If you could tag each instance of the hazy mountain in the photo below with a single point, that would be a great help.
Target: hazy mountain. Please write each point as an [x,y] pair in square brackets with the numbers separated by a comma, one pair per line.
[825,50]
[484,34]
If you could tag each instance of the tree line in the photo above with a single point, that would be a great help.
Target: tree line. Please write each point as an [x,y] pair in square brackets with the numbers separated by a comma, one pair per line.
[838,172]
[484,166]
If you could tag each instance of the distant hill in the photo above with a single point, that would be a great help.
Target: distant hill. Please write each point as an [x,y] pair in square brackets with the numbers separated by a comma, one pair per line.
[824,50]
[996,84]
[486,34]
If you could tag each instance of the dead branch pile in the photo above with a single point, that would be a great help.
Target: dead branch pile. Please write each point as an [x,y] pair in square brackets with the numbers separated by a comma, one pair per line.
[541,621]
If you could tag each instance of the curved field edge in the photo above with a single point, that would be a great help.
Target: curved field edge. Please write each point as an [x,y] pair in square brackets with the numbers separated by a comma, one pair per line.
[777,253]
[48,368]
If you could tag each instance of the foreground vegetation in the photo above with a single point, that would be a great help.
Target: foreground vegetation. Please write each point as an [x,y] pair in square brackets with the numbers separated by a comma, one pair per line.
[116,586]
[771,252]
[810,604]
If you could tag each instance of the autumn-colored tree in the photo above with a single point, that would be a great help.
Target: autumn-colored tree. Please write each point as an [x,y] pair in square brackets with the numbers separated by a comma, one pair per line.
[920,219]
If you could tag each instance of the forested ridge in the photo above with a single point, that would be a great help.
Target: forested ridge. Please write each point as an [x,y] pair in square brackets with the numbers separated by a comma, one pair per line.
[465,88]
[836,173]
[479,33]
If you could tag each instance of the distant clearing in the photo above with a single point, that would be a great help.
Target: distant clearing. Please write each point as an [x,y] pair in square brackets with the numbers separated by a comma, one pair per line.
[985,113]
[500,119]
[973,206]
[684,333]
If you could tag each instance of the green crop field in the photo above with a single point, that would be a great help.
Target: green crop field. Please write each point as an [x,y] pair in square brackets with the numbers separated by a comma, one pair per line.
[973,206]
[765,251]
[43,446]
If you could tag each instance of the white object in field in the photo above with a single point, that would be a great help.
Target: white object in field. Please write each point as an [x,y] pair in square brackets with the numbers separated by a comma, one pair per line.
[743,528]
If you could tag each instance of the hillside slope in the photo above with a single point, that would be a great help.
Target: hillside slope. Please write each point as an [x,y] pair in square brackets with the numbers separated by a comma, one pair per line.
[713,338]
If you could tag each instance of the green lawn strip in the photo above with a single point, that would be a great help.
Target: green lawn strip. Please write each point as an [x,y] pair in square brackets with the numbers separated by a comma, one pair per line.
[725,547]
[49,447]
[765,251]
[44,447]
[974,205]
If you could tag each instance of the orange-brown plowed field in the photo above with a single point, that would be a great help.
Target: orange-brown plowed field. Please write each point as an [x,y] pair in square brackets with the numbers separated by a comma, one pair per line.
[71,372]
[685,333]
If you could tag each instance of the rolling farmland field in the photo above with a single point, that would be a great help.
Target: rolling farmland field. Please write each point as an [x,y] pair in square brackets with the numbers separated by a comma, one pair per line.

## AIM
Please give all of the material above as a numbered list, with any blank lines left out.

## OUTPUT OF THE TASK
1. If you could tag each instance of the hazy mountain in the photo below with a single point, that would be a great help.
2. Target: hazy mountain. Please write each point as an [x,y] pair in square brackets with the numbers separated by a comma, one pair per line.
3. [825,50]
4. [484,34]
5. If you could tag each instance of the tree line in the photo above with a single point, that would be a great help.
6. Target: tree line. Please write each point as an [x,y] pair in square brackets with the numbers separated by a comma, one pair per line.
7. [838,172]
8. [484,166]
9. If you could tag each instance of the distant hill in the photo above with a single point, that would be a great help.
10. Target: distant hill. Please write each point as an [x,y] pair in square brackets with the numbers separated by a comma, one pair per line.
11. [824,50]
12. [996,84]
13. [486,34]
14. If you could tag each instance of the dead branch pile in the photo above with a single point, that would be a great help.
15. Target: dead branch pile. Please write each point as an [x,y] pair in square brackets with the numbers separated by a comma, one pair per line.
16. [541,621]
17. If you could tag each instance of the curved field edge in the photo above with a single point, that would be a great help.
18. Target: curved field edge. Please write each point as an [x,y] pair in square brackets with the numbers separated by a comma, one pair per line.
19. [777,253]
20. [48,368]
21. If you could tag each instance of the foreground vegetation in the photo above with a single point, that would be a great help.
22. Target: foreground vegetation. Please write each point as an [x,y] pair in square brackets with the numbers separated by a comma, one pair per line.
23. [116,586]
24. [771,252]
25. [810,604]
26. If you could tag each instance of the autumn-colored tree in the photo above with a single point, that would be a great help.
27. Target: autumn-colored tree. Please write each point as an [x,y] pair in square brackets with the numbers separated by a comma, one pair per line.
28. [920,219]
29. If you could tag each instance of the forested ridge in the photo above with a single point, that would be a great help.
30. Target: forested ridge. Please write each point as an [x,y] pair in square brackets with the numbers separated by a comma, one pair per line.
31. [465,88]
32. [836,173]
33. [479,33]
34. If you could tag each instance of the distant clearing in the photo above with a single point, that would be a great help.
35. Target: distant clearing. Please write each point as an [x,y] pair in square brackets with the numbers separated by a comma, one pair per line.
36. [985,113]
37. [500,119]
38. [973,206]
39. [684,333]
40. If you could tag each instance of the green crop field in the photo above with a single point, that would be a great help.
41. Target: green crop field. Please write each point as an [x,y] pair in square brackets with the numbers separated by a comma, one pair per line.
42. [973,206]
43. [765,251]
44. [43,446]
45. If you could tag each instance of the white object in field in the photo above with a single point, that would be a great help.
46. Target: white object in field. Please write each point as an [x,y] pair in square brackets with the numbers separated by a comma, one pair per line.
47. [743,528]
48. If you could tag each instance of the hillside slope in the photo above with a single point, that would be a great help.
49. Target: hillside slope. Please write each point as an [x,y] pair in square brackets with the numbers separated by a comma, one pair per line.
50. [713,338]
51. If you could tag each instance of the green lawn strip in the photo above with a single point, that would be a great help.
52. Target: green lawn strip. Please write each point as an [x,y] pair in square brackets with the numbers separated by a comma, one pair per line.
53. [725,547]
54. [49,447]
55. [765,251]
56. [44,447]
57. [974,205]
58. If you could tag each instance of the orange-brown plowed field in the photo above with a single point, that would be a great help.
59. Target: orange-brown plowed field. Please write each point as an [x,y] pair in square brackets with the numbers separated by a comma, one pair per line.
60. [71,372]
61. [685,333]
62. If you could tag each instance of the rolling farmland field in the photo above with a single point, that would be a great help.
63. Target: rolling farmland field. Please write each point as an [x,y] pair in square brackets with the numbers separated by a comma, one pair per line.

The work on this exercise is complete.